### [EXERCISE]
Reproduce the portion of the essay on knowing God between "To use again" and "become a rider.", inclusive, swapping "bicycle" for "horse".

### [EXTRACT]
------------------------------------------------------------

I have often used the example of riding a bicycle as an image of knowing God. There’s no difficulty learning how to ride if you don’t mind falling off for a while. But no matter how many years you have ridden, you cannot describe for someone else how you know what you know. But you know it. I also suspect that if you thought too much about riding a bicycle while you were riding it, you could mess up and wreck.
This, for me, is an example of knowing while not knowing. It’s very common. This form of knowledge is sometimes called “kinesthetic memory.” You know something, but not through discursive reasoning or self-conscious experience. I believe that the knowledge of God, our communion with Him, belongs to something similar. The Fathers describe the knowledge of God as “noetic” knowledge – something that works through the nous, rather than through discursive reasoning or the other experiences that make up our conscious psychology. If you ask, “What is the nous?” The fathers would say, “It’s that faculty by which you know God.”
But first, it is worth noting what it is not. The nous is not discursive reasoning. No amount of thinking will ever yield knowledge of God. That is a straightforward conclusion of the claim that the knowledge of God is “noetic.” Second, the knowledge of God is not a psychological experience, per se. I have stood on the edge of the Grand Canyon and felt that terrible vertigo in the bottom of my feet, and the overwhelming sense of its vast and dangerous depth. The knowledge of God is not like that, though it can indeed carry an element of overwhelming otherness. It is not the weepy excitement often associated with forms of ecstatic worship (Pentecostalism). I’ve been there. Done that. It’s not the same thing at all. It is not a “feeling,” nor even an intuition.
Fr. Thomas Hopko famously said, “You cannot know God – but you have to know Him to know that.” He clearly knew what he was talking about.
Knowledge As Communion
The Scriptures speak of knowledge as communion, a true participation in that which is known. The Scriptures are also familiar with discursive reasoning, the sort of factual knowledge that is quite common. St. Paul occasionally uses an intensified word for knowledge, epignosis.” Simple gnosis (the straightforward word for knowledge) would have been sufficient, but he instead employs this intensification. The knowledge that comes through communion is not a fact to be considered, rather, it is a knowledge that in the very act of knowing becomes part of you. The knower and the known share some manner of common existence.
To use again the example of riding a bicycle, we cannot describe the knowledge that we have, because the knowledge itself is not something in addition to us. We ourselves become the knowledge of riding. We become riders in that act of knowing, and no one can know unless they themselves become a rider.
The healing that is inherent in Christian salvation is not just found in what (Who) is known, but in the manner of knowing as well. The abstraction that we call “thinking,” etc., in the contemporary world is a diminishment of what it means to be human. We have learned to focus on a very narrow stream of information, and, in turn, have come to be possessed by the information on which we focus.
Communion is not a refined art to be mastered. It is always present and a factor in everything in our lives, though our culture largely ignores it. To use a sadly common example, anyone who has experienced exposure to pornography must admit that the images do not disappear when the computer is turned off. Studies have shown that such exposure (particularly among the young) makes profound changes in awareness itself. It becomes part of us. This reality is anticipated by St. Paul:
Do you not know that your bodies are members of Christ? Shall I therefore take the members of Christ and make them members of a prostitute? Never! Do you not know that he who joins himself to a prostitute becomes one body with her? For, as it is written, “The two shall become one flesh.” (1Co 6:15-16)

------------------------------------------------------------

### [EXTRACTED DATA]
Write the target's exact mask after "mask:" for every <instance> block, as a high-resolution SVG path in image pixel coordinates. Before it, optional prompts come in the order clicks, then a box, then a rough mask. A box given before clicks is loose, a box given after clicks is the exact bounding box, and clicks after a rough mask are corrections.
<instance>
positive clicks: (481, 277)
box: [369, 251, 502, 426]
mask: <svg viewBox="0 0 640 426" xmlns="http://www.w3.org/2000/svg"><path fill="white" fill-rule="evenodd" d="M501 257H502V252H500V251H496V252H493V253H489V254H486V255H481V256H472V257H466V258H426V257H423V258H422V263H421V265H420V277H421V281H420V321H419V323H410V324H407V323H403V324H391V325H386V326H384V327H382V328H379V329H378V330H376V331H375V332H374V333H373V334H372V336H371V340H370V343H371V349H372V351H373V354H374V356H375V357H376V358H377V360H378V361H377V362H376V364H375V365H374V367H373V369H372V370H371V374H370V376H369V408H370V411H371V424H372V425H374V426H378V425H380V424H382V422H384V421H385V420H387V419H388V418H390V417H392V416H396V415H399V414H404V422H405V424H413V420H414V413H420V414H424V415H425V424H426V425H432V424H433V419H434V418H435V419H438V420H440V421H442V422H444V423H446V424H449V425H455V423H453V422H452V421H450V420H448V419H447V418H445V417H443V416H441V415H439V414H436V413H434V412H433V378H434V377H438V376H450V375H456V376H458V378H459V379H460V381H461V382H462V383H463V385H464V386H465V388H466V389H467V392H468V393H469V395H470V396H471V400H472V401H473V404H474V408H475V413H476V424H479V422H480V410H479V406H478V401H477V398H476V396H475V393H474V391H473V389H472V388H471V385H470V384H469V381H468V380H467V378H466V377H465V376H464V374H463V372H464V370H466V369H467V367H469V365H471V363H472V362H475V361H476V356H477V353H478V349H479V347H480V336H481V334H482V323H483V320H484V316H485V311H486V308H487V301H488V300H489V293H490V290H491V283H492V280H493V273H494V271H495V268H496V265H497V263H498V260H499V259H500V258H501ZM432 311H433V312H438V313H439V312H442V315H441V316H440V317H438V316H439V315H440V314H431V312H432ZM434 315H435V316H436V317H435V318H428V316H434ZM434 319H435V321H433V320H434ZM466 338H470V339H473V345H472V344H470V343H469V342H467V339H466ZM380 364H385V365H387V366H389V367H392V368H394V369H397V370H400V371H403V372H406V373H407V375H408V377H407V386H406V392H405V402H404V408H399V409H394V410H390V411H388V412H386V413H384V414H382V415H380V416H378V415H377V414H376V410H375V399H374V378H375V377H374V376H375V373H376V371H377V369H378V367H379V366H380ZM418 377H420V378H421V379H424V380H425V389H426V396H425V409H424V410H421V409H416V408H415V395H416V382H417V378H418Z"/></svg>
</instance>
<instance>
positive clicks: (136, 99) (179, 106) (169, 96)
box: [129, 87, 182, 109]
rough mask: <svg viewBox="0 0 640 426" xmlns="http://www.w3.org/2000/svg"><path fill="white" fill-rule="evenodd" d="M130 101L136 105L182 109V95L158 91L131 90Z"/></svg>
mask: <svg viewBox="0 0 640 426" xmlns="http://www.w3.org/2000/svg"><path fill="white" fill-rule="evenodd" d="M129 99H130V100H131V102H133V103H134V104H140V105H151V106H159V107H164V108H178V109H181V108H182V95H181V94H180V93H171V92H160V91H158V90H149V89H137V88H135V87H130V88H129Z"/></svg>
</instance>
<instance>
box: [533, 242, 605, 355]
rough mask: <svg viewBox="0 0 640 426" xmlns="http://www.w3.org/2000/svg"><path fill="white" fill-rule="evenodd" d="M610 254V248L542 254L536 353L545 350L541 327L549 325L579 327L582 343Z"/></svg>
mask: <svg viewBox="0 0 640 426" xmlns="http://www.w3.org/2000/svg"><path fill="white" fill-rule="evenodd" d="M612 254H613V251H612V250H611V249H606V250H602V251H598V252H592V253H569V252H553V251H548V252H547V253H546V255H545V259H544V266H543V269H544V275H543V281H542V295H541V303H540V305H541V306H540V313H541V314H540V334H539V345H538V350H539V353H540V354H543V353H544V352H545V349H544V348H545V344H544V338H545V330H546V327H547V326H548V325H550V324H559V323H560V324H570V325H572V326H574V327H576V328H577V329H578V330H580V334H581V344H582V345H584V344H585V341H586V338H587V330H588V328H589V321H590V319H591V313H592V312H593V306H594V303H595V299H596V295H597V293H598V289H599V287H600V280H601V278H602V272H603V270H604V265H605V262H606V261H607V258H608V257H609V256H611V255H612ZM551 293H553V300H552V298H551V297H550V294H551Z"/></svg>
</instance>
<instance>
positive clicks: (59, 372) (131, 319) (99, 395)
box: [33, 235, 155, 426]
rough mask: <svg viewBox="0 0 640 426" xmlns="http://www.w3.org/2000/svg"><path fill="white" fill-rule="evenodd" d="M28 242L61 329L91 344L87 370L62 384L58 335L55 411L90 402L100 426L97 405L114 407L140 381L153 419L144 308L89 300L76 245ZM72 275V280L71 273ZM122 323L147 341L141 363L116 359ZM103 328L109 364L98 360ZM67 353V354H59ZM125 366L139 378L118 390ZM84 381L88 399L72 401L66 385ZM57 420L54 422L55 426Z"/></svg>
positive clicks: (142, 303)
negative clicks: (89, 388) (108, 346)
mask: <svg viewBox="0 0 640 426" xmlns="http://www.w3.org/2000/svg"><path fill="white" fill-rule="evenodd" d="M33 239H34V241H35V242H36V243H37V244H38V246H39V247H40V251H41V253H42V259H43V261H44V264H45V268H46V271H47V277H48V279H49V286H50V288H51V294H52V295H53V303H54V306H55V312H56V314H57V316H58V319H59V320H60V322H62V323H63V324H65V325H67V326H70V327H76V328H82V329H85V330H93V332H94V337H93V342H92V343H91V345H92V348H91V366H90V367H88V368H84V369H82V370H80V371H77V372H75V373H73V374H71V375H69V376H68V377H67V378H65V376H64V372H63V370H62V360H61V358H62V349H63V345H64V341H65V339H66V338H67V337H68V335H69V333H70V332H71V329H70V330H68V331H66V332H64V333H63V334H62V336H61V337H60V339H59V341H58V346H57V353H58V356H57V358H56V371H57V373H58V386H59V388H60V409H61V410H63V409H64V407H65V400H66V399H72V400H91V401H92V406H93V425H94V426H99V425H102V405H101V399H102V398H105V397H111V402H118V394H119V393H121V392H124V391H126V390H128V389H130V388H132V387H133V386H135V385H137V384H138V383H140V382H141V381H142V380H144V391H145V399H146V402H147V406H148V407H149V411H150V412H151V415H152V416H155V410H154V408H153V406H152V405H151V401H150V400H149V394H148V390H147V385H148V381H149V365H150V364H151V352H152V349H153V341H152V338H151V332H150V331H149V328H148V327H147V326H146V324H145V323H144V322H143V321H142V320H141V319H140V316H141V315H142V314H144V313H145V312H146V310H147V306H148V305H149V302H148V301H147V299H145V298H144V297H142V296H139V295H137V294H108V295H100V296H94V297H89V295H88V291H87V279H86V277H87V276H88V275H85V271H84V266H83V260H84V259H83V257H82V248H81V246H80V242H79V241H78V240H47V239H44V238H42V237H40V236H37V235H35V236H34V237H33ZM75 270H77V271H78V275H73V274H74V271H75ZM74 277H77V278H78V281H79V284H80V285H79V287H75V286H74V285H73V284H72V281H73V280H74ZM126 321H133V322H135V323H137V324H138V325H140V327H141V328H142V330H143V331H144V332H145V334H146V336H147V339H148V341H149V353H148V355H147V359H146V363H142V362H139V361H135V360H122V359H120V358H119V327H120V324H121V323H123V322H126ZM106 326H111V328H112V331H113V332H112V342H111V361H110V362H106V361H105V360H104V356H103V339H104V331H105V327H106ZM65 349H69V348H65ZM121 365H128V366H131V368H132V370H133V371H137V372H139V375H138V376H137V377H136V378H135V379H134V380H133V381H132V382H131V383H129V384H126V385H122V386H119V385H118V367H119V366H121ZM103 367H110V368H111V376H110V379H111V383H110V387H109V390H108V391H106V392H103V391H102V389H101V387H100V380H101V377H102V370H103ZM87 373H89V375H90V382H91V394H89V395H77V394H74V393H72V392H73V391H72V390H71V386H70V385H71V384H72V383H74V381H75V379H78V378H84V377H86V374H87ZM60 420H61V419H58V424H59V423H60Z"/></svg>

------------------------------------------------------------

### [RESPONSE BOX]
To use again the example of riding a horse, we cannot describe the knowledge that we have, because the knowledge itself is not something in addition to us. We ourselves become the knowledge of riding. We become riders in that act of knowing, and no one can know unless they themselves become a rider.